• [Work to complete]
Output each line exactly as it appears, skipping any embedded picture.

Stored entries
▬▬▬▬▬▬▬▬▬▬
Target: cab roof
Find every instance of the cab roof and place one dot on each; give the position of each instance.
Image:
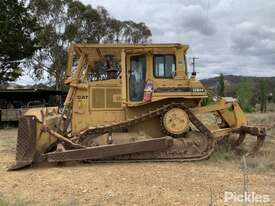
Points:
(96, 51)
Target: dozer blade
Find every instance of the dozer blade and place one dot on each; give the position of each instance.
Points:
(26, 140)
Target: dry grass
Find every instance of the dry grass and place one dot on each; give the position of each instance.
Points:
(264, 160)
(138, 183)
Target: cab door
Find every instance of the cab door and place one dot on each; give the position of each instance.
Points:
(137, 77)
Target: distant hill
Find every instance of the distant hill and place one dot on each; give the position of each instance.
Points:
(232, 80)
(231, 83)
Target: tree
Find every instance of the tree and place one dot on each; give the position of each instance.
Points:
(66, 21)
(221, 86)
(245, 95)
(17, 41)
(263, 95)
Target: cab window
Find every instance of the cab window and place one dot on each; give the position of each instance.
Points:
(164, 66)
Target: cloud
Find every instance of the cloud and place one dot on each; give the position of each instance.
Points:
(232, 37)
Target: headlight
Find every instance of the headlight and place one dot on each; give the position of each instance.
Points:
(198, 90)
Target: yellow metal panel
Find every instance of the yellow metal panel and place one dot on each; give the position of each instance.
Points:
(98, 98)
(113, 98)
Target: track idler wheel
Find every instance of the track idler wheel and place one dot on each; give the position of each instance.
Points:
(260, 133)
(175, 122)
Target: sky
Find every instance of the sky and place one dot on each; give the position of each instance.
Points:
(230, 37)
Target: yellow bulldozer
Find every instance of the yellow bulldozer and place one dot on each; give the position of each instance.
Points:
(130, 102)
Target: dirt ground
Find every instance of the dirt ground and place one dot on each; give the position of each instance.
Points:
(136, 183)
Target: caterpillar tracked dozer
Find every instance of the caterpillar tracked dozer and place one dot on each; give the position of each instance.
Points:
(130, 103)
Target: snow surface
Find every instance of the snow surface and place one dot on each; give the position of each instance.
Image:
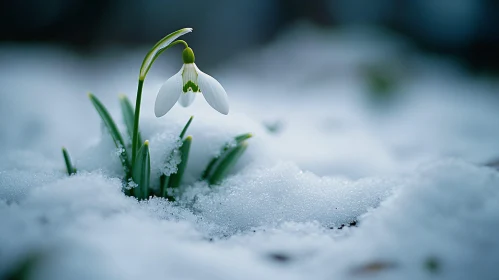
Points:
(407, 171)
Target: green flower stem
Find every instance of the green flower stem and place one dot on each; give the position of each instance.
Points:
(138, 100)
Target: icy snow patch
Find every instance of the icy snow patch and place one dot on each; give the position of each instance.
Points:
(283, 193)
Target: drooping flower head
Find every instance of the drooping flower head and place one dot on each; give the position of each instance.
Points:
(189, 81)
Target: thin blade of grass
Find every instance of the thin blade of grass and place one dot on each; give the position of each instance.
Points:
(142, 172)
(227, 163)
(176, 178)
(128, 115)
(216, 160)
(67, 159)
(113, 130)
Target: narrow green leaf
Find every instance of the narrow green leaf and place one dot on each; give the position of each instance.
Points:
(142, 172)
(67, 159)
(216, 160)
(128, 116)
(113, 130)
(176, 178)
(157, 49)
(181, 136)
(163, 185)
(227, 163)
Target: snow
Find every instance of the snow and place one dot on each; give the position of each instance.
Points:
(409, 171)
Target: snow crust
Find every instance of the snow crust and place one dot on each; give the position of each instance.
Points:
(344, 185)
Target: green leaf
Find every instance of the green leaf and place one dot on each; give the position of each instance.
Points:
(67, 159)
(128, 115)
(181, 136)
(158, 49)
(227, 163)
(142, 172)
(216, 160)
(113, 130)
(176, 178)
(163, 185)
▬▬▬▬▬▬▬▬▬▬
• [Full answer]
Target: cab roof
Find every instance of the cab roof and place one dot on each; give the position of each instance.
Image:
Points:
(96, 51)
Target: dozer blade
Find every instance of the dozer blade and place one dot on each; give the position of each instance.
Points:
(26, 140)
Target: dry grass
Find every instance of the dry grass and place one dot on each; give the position of each instance.
Points:
(264, 160)
(138, 183)
Target: cab door
Find every instance of the cab door and place one dot on each; give the position of each instance.
Points:
(137, 77)
Target: distant hill
Find every instance of the distant hill and place one dot on each; give the position of each instance.
Points:
(232, 80)
(231, 83)
Target: tree
Find every instance of the tree and place one dot on each; give the position of each instance.
Points:
(66, 21)
(221, 86)
(245, 95)
(17, 41)
(263, 95)
Target: cab window
Find every instance of the cab window and place one dot on each; give the position of each instance.
Points:
(164, 66)
Target: cloud
Find every instance of the cloud and place one dot on each; give the position of each instance.
Points:
(232, 37)
Target: headlight
Find every instance of the headlight and place one dot on each; give the position of each instance.
Points:
(198, 90)
Target: yellow metal panel
Find every instance of the yellow metal panel and place one dot on each; give the position of each instance.
Points:
(98, 98)
(113, 98)
Target: track idler wheel
Find every instance of the track idler wheel and place one dot on each; give the position of each instance.
Points:
(260, 133)
(175, 122)
Target: sky
Find every instance of the sky and place one dot on each; give the position of each instance.
Points:
(230, 37)
Target: yellow bulldozer
Find every instance of the yellow bulldozer and place one dot on each; give the position of each instance.
Points:
(130, 102)
Target: dirt ground
Find every instance of the dirt ground and place one dot on each; give the position of each instance.
Points:
(136, 183)
Target: caterpillar tracked dozer
Find every instance of the caterpillar tracked dozer and place one dot on each; give the position of each instance.
Points:
(130, 103)
Target: snow surface
Find every instance of the snow surface and place one dot on each; give the position of each instance.
Image:
Points:
(407, 171)
Target: green flower stem
Find every instance of the green flower stem and place one dot on each; give the position of each instance.
Points:
(138, 100)
Target: icy snow patch
Find every instance of the icy snow patch and place one dot on each; give the position of each instance.
Points:
(283, 193)
Target: drooping flower head
Find every instance of the drooping flower head and place one dot on each; give the position of each instance.
Points:
(189, 81)
Target: thin blade of grass
Find every instance of the thin blade of grass and place one dot on each; give the position of each instance.
Points:
(142, 172)
(227, 163)
(176, 178)
(128, 115)
(216, 160)
(67, 159)
(113, 130)
Target: narrow green leaf
Find every instance of the narrow green leaf and place one dot on each; give the position of each instance.
Points:
(142, 172)
(67, 159)
(216, 160)
(128, 116)
(113, 130)
(176, 178)
(157, 49)
(181, 136)
(163, 185)
(227, 163)
Target: snow
Find every instance of the snow and place one dot on each; give the position of each instance.
Points:
(409, 171)
Target: snow crust
Find every instance of the snow crust and place one dot on each; give the position of each instance.
Points:
(344, 185)
Target: green leaf
Find every instance of the green leaf and place one dot on each; give the position of each instance.
Points:
(67, 159)
(128, 115)
(181, 136)
(158, 49)
(227, 163)
(142, 172)
(216, 160)
(113, 130)
(176, 178)
(163, 185)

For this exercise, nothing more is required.